_SUPPLIED PASSAGE_
#####
1. Executive summary

This is the latest in a series of updates on the work to utilise data collected by Her Majesty’s Revenue and Customs (HMRC) from Value Added Tax (VAT) returns as an administrative data source for Short-term Output Indicators (STOI) and National Accounts.

The STOI in scope are the Index of Production (IoP), Index of Services (IoS) and Output in the construction industry. This also means that gross domestic product (GDP) data using these indicators are also in scope.

This article:

  • details the 10 industries being considered for the pilot use of HMRC turnover data later this summer (section 3);
  • describes progress since the previous article (section 4);
  • outlines next steps towards the use of HMRC turnover data (section 5).
Back to table of contents

2. Background

This is the fourth in a series of articles which describe progress in utilising HM Revenue and Customs (HMRC) VAT turnover as a main administrative data source. The first and second articles described our broad plans to use this as a comprehensive and cost-effective replacement for elements of the Monthly Business Survey (MBS). The third article outlined our intention to pilot changes, commencing summer 2016, to Index of Services and the Output approach to measuring GDP.

The MBS is split into 5 sampling stratum based on the registered employment of each business on the Inter-Departmental Business Register (IDBR). Band 1 represents the smallest businesses in a given industry and the sample is selected at random from the universe of businesses contained on the IDBR for the sampling period. Bands 2 and 3 similarly represent small and medium-sized businesses which are selected at random. Band 4 represents the largest businesses in a given industry, and the selection constitutes a census of businesses in excess of the employment cut-off for that industry. In addition, businesses below the census cut-off with turnover in excess of £60 million can represent a significant part of an industry. We ensure that such businesses continue to be selected when satisfying these criteria and are known as Band 5. There are few of these businesses.

The pilot would continue the MBS for Band 4 and 5 businesses, where the survey is a census of activity and consider the extent to which the survey could be replaced by HMRC turnover data for small and medium-sized businesses in Bands 1 to 3.

Back to table of contents

3. Candidate industries

3.1 Confirming the candidate industries

In the previous article we described how we were analysing 20 industries as candidates for the pilot. These had been chosen due to either a good coherence when comparing quarter on quarter growth rates between Monthly Business Survey MBS and raw HMRC turnover data (that is, before the data is cleaned); or in industries where a large MBS sample of small businesses was used to measure a relatively minor element of an industry based on turnover.
#####
_TO DO_
1 - Answer these from the HMRC turnover article, one line each:
(a) How many industries are being considered for the pilot use of HMRC turnover data this summer?
(b) Above what turnover does a business below the census cut-off count as Band 5?
(c) How many industries did the previous article say were being analyzed as candidates?
2 - List every Short-term Output Indicator that the HMRC turnover article names as in scope.
3 - Carry on writing the HMRC turnover article, picking up right after its last sentence.

_SOURCE DATA_
#####
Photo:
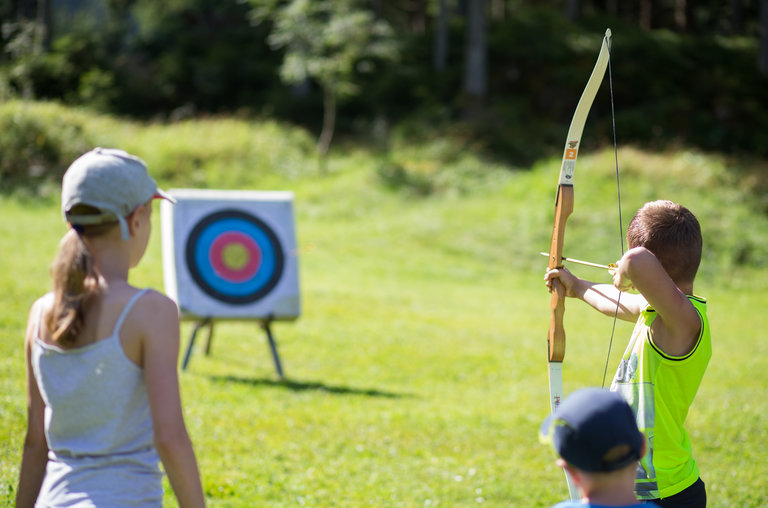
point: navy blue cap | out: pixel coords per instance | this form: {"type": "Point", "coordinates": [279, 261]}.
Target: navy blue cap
{"type": "Point", "coordinates": [594, 430]}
#####
_RESPONSE LIST_
1 -
(a) 10
(b) £60 million
(c) 20

2 -
Index of Production (IoP)
Index of Services (IoS)
Output in the construction industry

3 -
We have cut the candidate industries for a variety of reasons which will also allow us to maximise analysis time:

  • avoid industries where specific additional questions are included on an MBS form (for example, Industry 59 "Film and TV production, sound recording and music publishing" where grant income is collected)
  • ignore industries where the sample size was not significant enough to justify the work involved in the pilot phase (for example, Industry 75 "Veterinary activities" where only 30 forms may have been impacted at most);
  • more specific reasons (for example, Industry 53.2 "Courier activities" was not pursued due to the recent publication of a review of the industry as it was felt that to change methodology so soon after a review may lead to a degree of confusion).

The remaining 10 candidate industries are drawn exclusively from the services industries for 2 reasons. Firstly, the MBS for the production industries collects export turnover data (due to an international legal requirement) and we decided that in this pilot phase we will exclude data series where a simple replacement cannot be identified. Secondly, the Index of Production is published more quickly than the Index of Services and we felt that in this pilot phase we should work to improve and accelerate processes in preparation for the more challenging demands of the Index of Production.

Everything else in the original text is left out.